DIRECTIONS FOR THIS TASK – How would the parliamentary answer on low-level radioactive waste storage go on? Write its continuation, starting right after its last sentence.

SOURCE EXTRACT –
- - - - -
To ask Her Majesty's Government where low-level radioactive waste storage sites are located; how many successful and unsuccessful applications for low-level radioactive waste storage have been made in the past five years at each location; and how many applications for the storage of low-level radioactive waste are outstanding at each location.

Photo of Lord Hunt of Kings Heath Lord Hunt of Kings Heath Deputy Leader of the House of Lords, House of Lords, Minister of State, Department of Energy and Climate Change, Minister of State (Department of Energy and Climate Change), Deputy Leader of the House of Lords

Low level radioactive waste (LLW) generally has a low potential hazard and can consist of contaminated equipment and protective clothing from facilities that handle nuclear material, or contaminated materials such as concrete rubble.

Storage of radioactive materials and waste on licensed nuclear sites in the UK is regulated by the HSE's Nuclear Installations Inspectorate. Waste quantities and sources are set out in the UK Radioactive Waste Inventory (www.nda.gov.uk/ukinventory/sites/). Most LLW is generated on nuclear sites but is only routinely stored for short periods before being sent to the LLW repository in west Cumbria. One new nuclear installation has been licensed to store LLW in the past five years-that for a metal recycling facility operated by Studsvik UK in west Cumbria. There have been no unsuccessful applications to store LLW at nuclear licensed sites and no applications are outstanding.
- - - - -
Entries drawn from a collection:
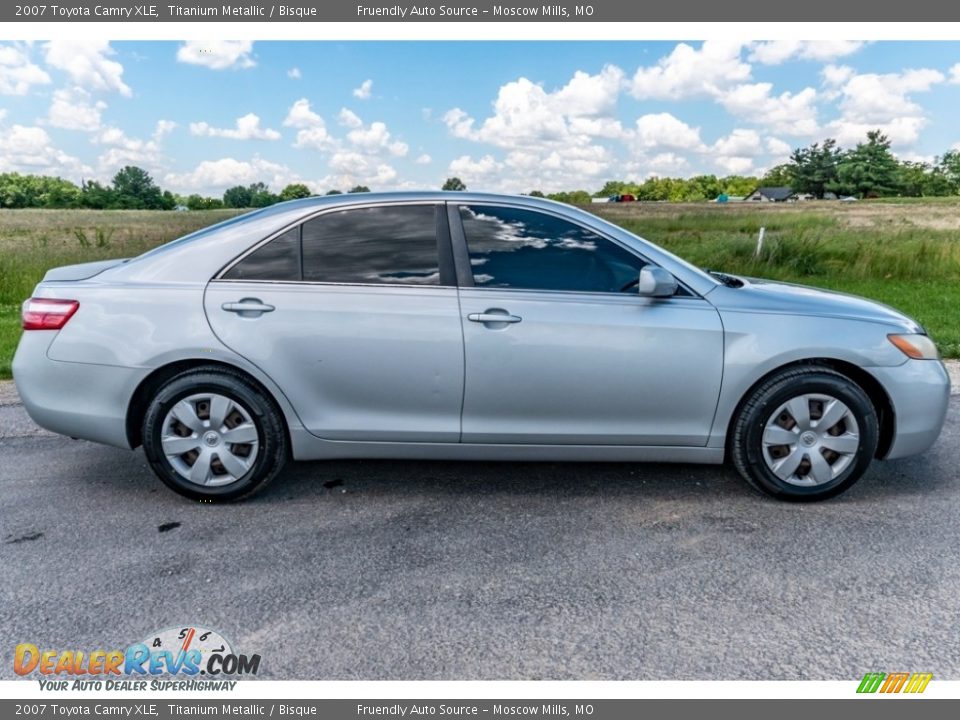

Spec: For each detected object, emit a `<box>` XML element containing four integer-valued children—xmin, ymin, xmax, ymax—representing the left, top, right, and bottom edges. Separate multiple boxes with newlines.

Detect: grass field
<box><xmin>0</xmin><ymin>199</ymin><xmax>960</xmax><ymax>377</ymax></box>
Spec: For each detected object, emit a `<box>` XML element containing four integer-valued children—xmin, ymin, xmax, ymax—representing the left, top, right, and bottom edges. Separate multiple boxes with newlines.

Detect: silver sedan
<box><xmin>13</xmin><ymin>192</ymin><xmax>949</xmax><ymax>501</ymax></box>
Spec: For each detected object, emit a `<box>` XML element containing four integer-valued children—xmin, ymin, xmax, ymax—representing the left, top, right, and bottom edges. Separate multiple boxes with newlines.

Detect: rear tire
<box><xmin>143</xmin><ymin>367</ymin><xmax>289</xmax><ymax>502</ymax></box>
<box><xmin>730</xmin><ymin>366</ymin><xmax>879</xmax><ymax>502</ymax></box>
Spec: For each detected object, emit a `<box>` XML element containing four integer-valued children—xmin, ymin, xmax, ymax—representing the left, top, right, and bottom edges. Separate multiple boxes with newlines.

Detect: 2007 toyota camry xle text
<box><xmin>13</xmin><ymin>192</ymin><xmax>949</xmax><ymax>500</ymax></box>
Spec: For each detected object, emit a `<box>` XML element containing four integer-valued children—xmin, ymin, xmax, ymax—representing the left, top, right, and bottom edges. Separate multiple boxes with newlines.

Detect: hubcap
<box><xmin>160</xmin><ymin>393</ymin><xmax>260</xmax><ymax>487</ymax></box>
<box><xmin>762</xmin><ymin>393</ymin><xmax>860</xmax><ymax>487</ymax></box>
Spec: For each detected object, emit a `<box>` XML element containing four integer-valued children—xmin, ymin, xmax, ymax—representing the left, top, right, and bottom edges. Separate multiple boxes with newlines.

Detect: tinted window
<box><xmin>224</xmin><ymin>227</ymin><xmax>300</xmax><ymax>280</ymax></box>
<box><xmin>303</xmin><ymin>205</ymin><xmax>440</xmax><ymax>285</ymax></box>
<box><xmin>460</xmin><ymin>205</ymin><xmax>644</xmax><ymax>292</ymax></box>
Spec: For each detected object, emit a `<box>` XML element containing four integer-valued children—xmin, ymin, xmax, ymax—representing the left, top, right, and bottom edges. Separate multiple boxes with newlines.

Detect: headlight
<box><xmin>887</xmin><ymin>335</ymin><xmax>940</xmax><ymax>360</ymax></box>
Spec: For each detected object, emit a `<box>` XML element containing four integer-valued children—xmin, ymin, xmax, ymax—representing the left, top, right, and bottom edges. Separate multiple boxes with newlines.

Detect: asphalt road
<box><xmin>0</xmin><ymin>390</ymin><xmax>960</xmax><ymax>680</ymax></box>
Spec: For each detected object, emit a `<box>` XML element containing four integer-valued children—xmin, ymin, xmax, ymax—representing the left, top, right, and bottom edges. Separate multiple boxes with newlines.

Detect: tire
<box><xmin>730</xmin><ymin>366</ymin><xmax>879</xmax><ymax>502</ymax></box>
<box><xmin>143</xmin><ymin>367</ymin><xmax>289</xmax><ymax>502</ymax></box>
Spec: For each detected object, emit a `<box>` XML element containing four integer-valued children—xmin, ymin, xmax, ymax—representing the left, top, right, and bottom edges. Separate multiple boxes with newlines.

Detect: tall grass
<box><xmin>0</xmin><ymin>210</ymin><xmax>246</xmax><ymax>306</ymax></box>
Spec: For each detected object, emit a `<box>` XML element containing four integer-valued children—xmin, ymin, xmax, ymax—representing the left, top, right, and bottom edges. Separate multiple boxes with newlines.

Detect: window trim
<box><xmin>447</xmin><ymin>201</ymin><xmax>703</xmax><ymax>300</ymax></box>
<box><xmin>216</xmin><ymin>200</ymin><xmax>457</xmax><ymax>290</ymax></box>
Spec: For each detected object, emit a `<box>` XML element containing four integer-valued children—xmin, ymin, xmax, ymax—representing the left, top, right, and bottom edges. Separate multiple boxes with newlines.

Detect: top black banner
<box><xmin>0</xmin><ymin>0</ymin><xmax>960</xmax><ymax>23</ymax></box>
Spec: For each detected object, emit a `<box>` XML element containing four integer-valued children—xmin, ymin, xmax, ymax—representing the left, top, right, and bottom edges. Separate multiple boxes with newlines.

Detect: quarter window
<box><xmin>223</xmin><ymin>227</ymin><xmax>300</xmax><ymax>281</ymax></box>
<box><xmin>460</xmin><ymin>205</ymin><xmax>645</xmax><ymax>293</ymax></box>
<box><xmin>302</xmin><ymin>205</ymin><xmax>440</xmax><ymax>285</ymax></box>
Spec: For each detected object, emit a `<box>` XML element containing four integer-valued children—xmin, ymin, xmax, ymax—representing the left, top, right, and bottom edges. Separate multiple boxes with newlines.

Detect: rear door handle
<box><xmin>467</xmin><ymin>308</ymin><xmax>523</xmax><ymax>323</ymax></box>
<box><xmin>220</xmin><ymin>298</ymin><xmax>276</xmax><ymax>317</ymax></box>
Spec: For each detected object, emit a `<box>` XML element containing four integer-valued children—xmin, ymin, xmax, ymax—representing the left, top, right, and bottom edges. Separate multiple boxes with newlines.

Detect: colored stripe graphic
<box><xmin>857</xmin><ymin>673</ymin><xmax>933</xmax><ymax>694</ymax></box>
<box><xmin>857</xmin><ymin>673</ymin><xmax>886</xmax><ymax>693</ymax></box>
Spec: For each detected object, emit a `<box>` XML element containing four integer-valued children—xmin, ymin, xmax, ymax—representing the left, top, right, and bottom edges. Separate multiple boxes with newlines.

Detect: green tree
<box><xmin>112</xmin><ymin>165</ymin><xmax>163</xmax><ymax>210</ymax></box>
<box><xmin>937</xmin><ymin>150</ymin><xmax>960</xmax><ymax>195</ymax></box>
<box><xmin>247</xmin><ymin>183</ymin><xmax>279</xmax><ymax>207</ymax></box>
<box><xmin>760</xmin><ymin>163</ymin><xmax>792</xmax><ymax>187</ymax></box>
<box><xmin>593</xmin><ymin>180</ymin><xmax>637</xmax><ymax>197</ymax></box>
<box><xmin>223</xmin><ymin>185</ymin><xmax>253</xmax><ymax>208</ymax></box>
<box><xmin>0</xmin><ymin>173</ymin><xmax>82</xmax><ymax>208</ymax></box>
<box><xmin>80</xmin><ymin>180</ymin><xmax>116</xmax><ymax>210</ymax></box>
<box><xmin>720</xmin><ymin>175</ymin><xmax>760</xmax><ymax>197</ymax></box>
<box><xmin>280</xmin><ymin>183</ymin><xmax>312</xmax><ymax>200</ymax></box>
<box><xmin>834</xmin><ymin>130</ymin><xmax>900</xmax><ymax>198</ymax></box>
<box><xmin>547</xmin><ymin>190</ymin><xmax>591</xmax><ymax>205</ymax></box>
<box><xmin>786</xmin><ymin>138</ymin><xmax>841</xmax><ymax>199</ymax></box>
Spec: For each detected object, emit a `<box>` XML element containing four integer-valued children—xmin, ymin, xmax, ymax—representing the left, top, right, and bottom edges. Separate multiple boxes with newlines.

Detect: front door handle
- - - - -
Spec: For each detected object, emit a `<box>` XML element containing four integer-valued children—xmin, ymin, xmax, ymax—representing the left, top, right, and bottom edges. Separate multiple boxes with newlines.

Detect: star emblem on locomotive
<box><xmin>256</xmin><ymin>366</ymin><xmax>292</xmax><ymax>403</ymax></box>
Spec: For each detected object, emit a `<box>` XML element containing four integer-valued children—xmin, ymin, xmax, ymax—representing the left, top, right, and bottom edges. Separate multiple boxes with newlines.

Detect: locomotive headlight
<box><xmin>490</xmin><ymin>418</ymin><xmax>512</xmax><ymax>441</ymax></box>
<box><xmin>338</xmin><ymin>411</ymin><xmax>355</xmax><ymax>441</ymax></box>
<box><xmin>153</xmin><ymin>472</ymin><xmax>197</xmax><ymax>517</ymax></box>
- - - - -
SOLVED PROBLEM –
Radioactive waste is also generated in smaller quantities by non-nuclear industry activities such as the health, education and wider industrial sectors and is regulated by the environment agencies. If authorised by the environment agencies, LLW can be stored on these non-nuclear sites. In England and Wales, 775 non-nuclear premises are authorised by the Environment Agency and most of these will involve storage of small amounts of LLW, pending disposal. Most of the applications for authorisations in the past five years were approved. In Scotland, over 300 non-nuclear premises are currently authorised by the Scottish Environment Protection Agency.

In Northern Ireland, there are 25 non-nuclear premises that hold authorisations for the storage of LLW. Four of these have been authorised in the past five years, no unsuccessful applications have been made and there are no applications pending.

Further information can be obtained from the relevant environmental regulators. Their website details are as follows:

www.environment-agency.gov.uk; and

www.sepa.org.uk.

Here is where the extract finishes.